SAMUCA, SEUS CACHINHOS E A INTOLERÂNCIA

Samuca é o meu filho mais novo, de quatro anos
 de idade. Ele, sem falsa modéstia é um menino
inteligente, amável, brincalhão e querido por
 todos, seja em casa, no condomínio onde
moramos, ou na sua escola. O Samuca,
 como eu, seu pai, usamos uns “cachinhos”
 na lateral. O nome destes cachinhos em
 hebraico é “peyot”. Alguns judeus religiosos,
 ou mais tradicionalistas, mantêm estes
 cachos como uma espécie de “glorificação
 do mandamento de não cortar o cabelo rente
 nos lados da cabeça” (veja Vayicrá 19:27).
Os judeus sefaradi (de origem ibérica), quando
 usam peyot tendem a usá-los curtos e colocá-los
 por trás da orelha, enquanto judeus as asquenazi
(do leste da Europa) tendem a usá-los expostos e
 longos. Trata-se, portanto de um costume, que
 guarda relação com o pertencimento étnico-religioso.
 Samuca e eu, usamos peyot, digamos assim,
a moda sefaradi.
É bem verdade, que não conseguimos em geral domar
 os peyot do Samuca, e raramente ele deixa por
 trás da orelha. Ele costuma tirar de trás da orelha,
 e dizer que gosta de seus peyot “soltos”. Vez ou outra
alguém pergunta para o Samuca porque ele usa
 aquele tipo de corte de cabelo, chegam até a
 elogiar dizendo que está na moda. Samuca
 rapidamente corrige seu interlocutor e explica,
 “não é moda, são os meus peyot, uso porque sou
 um menino judeu”.

****************

• _INSTRUÇÃO A_
Edite o texto sobre o Samuca começando em "na lateral. O" e terminando em "o pertencimento étnico-religioso.", trocando "costume" por "hábito".
• _INSTRUÇÃO B_
Retome o texto sobre o Samuca logo depois da última frase mostrada.
Os itens abaixo não fazem falta aqui.

• _TRECHOS DOS ITENS_
****************

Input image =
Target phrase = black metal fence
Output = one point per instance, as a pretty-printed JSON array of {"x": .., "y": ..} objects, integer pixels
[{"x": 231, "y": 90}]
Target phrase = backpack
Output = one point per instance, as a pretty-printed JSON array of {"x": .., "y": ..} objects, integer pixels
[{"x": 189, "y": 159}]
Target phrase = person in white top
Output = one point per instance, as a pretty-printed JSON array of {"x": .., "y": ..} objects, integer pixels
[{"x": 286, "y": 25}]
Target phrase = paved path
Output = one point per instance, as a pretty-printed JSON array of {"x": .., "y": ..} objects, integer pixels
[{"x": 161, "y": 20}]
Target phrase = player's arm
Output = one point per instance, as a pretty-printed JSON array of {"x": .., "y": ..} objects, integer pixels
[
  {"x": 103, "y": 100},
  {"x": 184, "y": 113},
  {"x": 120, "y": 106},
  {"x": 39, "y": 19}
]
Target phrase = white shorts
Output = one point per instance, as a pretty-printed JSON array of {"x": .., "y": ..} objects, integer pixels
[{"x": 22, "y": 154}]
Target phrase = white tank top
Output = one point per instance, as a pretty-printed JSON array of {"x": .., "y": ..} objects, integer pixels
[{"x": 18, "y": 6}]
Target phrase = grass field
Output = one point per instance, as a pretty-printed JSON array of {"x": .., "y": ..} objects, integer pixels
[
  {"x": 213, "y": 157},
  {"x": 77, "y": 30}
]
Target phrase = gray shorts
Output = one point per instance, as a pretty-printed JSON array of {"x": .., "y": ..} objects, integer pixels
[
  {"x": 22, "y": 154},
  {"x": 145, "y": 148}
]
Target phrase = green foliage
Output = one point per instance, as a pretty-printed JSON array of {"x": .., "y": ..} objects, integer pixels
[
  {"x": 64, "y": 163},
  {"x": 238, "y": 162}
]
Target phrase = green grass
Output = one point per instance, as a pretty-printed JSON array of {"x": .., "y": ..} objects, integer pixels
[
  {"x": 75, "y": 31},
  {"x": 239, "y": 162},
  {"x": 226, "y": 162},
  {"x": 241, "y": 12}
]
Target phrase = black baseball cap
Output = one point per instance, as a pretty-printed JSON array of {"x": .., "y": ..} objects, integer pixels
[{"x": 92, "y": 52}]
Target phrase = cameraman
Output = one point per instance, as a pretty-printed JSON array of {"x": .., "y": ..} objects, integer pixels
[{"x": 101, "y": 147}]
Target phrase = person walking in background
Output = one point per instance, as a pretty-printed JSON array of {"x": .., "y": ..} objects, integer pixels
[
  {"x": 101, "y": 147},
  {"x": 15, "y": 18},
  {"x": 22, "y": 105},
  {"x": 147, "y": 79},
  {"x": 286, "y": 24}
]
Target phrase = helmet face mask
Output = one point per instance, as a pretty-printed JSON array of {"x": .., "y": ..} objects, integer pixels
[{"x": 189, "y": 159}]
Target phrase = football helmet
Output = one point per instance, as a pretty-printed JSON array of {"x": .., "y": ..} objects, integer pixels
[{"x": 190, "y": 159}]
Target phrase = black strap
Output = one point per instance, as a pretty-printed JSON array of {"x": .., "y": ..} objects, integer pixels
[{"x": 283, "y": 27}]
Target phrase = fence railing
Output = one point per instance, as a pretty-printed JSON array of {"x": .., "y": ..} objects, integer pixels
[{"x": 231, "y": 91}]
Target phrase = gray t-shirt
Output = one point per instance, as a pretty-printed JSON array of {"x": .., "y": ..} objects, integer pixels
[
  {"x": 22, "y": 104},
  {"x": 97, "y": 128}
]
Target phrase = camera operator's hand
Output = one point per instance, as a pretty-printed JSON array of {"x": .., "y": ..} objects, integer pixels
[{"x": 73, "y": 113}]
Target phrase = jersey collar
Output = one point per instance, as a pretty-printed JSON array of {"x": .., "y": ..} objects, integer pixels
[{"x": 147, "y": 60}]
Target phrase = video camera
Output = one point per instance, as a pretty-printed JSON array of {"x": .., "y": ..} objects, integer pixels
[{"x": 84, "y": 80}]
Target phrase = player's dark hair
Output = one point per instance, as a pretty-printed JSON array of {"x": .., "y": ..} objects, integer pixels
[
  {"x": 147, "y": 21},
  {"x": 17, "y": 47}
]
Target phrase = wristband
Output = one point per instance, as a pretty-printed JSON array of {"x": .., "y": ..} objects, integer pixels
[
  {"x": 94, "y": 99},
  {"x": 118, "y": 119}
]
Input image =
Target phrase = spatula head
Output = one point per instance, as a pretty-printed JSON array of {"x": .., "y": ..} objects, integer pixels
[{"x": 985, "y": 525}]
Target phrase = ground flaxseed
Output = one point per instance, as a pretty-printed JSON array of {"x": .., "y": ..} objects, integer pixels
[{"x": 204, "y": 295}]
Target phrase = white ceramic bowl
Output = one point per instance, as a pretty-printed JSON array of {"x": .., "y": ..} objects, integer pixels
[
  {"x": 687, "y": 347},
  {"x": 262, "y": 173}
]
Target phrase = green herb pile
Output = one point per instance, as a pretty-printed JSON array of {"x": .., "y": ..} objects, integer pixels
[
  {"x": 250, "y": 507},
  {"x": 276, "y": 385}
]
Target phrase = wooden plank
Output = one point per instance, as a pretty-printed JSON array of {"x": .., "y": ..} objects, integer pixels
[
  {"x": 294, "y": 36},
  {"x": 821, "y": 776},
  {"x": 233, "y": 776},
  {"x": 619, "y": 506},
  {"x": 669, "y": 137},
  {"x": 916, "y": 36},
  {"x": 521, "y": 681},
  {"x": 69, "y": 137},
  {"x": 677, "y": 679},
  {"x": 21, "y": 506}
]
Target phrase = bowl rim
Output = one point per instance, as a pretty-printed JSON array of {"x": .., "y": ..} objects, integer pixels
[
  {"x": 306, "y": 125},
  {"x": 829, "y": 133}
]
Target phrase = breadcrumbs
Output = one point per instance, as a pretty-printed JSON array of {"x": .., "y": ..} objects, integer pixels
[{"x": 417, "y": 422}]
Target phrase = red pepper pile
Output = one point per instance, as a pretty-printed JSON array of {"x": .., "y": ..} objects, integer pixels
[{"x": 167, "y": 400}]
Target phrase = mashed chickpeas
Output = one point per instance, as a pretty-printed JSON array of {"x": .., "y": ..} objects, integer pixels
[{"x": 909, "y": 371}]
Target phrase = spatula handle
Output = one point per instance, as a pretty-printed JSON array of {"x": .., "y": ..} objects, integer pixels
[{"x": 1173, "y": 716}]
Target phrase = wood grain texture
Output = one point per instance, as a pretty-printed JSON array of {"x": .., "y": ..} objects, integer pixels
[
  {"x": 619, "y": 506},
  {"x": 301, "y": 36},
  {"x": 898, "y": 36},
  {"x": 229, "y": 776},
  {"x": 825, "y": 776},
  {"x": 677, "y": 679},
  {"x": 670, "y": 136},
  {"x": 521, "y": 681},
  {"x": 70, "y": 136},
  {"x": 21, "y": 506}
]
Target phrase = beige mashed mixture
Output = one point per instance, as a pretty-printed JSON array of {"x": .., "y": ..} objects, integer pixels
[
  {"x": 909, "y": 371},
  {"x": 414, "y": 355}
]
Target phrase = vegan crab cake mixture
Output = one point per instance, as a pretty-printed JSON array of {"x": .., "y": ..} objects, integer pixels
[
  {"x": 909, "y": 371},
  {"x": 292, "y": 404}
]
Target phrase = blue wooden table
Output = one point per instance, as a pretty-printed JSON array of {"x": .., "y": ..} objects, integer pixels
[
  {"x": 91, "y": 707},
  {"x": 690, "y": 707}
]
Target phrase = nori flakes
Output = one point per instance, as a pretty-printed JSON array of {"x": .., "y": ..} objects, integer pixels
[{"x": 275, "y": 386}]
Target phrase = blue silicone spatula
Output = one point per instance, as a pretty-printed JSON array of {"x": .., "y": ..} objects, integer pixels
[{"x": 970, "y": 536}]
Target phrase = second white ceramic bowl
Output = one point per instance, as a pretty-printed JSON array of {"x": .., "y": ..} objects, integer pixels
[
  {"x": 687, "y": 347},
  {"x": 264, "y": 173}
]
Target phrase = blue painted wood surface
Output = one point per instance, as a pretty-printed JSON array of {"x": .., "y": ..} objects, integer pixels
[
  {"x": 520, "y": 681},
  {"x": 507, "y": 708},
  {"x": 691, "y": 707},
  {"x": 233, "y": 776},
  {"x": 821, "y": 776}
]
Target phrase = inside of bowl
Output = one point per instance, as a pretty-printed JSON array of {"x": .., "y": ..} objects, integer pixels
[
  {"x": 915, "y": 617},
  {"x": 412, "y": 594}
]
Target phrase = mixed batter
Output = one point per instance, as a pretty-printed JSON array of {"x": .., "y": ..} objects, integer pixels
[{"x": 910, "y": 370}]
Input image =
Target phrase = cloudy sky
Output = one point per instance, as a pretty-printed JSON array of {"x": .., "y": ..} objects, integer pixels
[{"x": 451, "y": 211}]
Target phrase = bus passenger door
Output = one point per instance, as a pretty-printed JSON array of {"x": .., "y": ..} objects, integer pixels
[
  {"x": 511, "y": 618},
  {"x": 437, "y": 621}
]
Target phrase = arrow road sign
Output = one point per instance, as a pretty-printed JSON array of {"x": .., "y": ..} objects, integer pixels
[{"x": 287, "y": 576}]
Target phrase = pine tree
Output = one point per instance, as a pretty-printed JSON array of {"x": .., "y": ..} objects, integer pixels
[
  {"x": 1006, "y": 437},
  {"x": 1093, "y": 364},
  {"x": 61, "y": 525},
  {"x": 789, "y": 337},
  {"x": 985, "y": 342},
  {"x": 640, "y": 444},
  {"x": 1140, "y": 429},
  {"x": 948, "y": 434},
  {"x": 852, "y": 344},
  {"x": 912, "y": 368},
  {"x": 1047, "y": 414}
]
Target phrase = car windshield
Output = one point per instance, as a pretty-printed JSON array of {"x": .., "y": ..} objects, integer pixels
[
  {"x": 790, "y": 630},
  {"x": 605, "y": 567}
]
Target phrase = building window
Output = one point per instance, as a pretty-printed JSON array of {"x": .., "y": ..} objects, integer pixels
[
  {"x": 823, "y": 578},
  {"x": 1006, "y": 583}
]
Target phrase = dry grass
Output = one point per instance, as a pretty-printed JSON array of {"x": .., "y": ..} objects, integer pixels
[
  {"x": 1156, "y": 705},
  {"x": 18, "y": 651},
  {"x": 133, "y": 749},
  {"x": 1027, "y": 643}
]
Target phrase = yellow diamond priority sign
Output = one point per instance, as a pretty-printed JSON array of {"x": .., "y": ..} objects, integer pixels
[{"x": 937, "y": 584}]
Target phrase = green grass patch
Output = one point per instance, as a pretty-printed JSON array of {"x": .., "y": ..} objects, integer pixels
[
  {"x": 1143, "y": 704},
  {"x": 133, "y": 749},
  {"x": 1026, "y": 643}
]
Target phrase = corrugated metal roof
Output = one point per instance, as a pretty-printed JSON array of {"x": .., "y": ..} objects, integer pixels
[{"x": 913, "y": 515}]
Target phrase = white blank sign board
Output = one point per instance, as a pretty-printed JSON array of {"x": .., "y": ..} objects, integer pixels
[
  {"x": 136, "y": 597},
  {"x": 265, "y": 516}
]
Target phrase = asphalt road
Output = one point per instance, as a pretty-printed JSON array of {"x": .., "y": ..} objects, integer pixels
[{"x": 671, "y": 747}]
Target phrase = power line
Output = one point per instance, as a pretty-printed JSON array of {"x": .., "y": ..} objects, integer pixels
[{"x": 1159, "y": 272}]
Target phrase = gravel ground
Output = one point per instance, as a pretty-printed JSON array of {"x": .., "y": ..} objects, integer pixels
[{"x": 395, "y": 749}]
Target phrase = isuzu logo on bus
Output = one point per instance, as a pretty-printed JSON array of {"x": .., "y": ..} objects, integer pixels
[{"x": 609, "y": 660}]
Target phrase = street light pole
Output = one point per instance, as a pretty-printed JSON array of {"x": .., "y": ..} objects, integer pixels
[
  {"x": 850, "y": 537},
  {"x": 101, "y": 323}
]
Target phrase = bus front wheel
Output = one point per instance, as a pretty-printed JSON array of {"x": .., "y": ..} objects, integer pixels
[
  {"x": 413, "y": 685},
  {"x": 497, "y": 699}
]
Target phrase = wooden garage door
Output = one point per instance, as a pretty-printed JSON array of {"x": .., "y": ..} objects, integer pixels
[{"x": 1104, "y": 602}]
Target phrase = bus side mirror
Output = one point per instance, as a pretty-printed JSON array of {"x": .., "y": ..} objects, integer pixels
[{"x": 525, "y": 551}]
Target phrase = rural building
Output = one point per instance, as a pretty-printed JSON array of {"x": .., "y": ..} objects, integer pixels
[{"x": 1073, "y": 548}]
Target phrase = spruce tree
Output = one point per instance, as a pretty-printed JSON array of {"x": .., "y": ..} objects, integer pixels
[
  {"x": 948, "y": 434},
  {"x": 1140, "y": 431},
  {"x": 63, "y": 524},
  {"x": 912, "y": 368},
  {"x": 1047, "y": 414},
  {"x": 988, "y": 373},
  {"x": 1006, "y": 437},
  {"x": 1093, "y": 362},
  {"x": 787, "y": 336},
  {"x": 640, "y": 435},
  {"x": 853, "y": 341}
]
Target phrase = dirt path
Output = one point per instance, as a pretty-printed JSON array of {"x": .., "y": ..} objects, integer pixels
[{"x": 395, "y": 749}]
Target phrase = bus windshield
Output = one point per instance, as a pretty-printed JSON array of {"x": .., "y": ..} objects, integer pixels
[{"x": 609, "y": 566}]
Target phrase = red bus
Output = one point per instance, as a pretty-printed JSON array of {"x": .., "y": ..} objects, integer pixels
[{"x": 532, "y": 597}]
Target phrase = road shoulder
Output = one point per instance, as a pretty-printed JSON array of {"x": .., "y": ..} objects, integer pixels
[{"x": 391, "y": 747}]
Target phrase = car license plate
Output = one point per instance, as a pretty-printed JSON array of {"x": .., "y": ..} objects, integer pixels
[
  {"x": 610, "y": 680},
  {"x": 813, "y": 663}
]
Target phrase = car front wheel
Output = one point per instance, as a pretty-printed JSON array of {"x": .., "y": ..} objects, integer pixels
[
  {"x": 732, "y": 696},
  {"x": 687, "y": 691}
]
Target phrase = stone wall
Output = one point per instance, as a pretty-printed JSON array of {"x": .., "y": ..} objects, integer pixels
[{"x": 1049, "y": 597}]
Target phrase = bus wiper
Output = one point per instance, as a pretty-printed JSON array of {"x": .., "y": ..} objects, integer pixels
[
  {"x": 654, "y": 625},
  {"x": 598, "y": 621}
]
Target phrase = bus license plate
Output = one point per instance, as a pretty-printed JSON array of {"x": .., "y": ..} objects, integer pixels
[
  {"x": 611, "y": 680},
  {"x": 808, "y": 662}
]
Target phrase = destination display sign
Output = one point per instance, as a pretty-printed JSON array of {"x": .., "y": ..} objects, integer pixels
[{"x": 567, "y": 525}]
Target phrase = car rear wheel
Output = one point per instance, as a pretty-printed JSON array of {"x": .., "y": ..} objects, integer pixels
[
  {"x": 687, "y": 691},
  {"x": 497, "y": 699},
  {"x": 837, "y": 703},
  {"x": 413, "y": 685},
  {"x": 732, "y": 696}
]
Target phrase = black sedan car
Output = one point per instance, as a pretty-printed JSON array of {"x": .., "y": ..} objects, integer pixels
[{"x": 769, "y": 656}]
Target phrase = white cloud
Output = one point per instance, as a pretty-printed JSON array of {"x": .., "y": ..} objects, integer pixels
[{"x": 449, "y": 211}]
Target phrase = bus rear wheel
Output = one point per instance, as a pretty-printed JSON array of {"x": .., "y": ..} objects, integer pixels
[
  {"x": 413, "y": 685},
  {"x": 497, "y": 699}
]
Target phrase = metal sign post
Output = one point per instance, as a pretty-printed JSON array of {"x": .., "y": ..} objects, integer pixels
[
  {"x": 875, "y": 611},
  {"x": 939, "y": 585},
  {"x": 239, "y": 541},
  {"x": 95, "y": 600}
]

****************

• _RESPOSTA A_
na lateral. O nome destes cachinhos em
 hebraico é “peyot”. Alguns judeus religiosos,
 ou mais tradicionalistas, mantêm estes
 cachos como uma espécie de “glorificação
 do mandamento de não cortar o cabelo rente
 nos lados da cabeça” (veja Vayicrá 19:27).
Os judeus sefaradi (de origem ibérica), quando
 usam peyot tendem a usá-los curtos e colocá-los
 por trás da orelha, enquanto judeus as asquenazi
(do leste da Europa) tendem a usá-los expostos e
 longos. Trata-se, portanto de um hábito, que
 guarda relação com o pertencimento étnico-religioso.

• _RESPOSTA B_
Samuca estuda em uma escola classe de
classe-média alta, com algumas filiais na cidade onde
 moramos. Trata-se de uma escola conhecida
 localmente pela qualidade acadêmica e pela
preocupação com a disciplina. Para nosso espanto,
 soubemos que um pai de uma criança da mesma
 filial onde o Samuca estuda se deu ao trabalho de
ir até a sede geral da escola questionar o motivo
 pelo qual ele estaria usando aquele “cabelo grande”.
 A primeira idéia que me veio a cabeça foi: anti-
semitismo. Os judeus foram e continuam a ser bodes
 expiatórios e alvos de ira e ódio irracional por
 parte de diferentes pessoas e grupos sociais,
 em diferentes partes do mundo, inclusive no
 Brasil. Entristeci-me com esta possibilidade,
 sobretudo, porque nestes dias, nossa comunidade
está brindando a sociedade de nossa cidade com
 uma bela exposição sobre Anne Frank, jovem
 judia que se tornou um dos símbolos das vitimas
 do anti-semitismo, vitima da barbarie nazista,
 junto com outros milhões de judeus, ciganos,
 deficientes mentais, e outros diferentes...
Um amigo rabino, inclusive me aconselhou a
não levar meus filhos pequeninos para ver a
exposição, para deixá-los viverem um pouco
mais as suas inocências. Assim, fiz. Mas a
realidade nua e crua surge a nossa frente.
Alguns podem dizer que não foi nada disso, e
 que eu estaria sendo paranóico. Gosto da
 seguinte resposta para esta situação: Até os
 paranóicos tem inimigos!
Continuei pensando. Bom talvez não seja
 anti-semitismo mesmo. Talvez o sujeito
 nem saiba o que são peyot, muito menos
 que somos judeus. Isso diminuiria o
 problema? Penso que não. Pois afinal, a
 indagação feita a respeito dos peyot do
 Samuca, seria uma espécie de intolerância
 ao diferente. Tudo bem, talvez, não uma
 intolerância aos judeus. Mas isso não muda
 absolutamente nada. O anti-semitismo é um
 tipo de intolerância. Sentir o bafo quente da
 intolerância em nossas nucas, mesmo que
 não esteja relacionada ao anti-semitismo,
 não diminui em nada o mal estar. Talvez
até aumente ao constatar a miríade de formas
 de “ódios gratuitos” que sente o homem,
 pelo homem.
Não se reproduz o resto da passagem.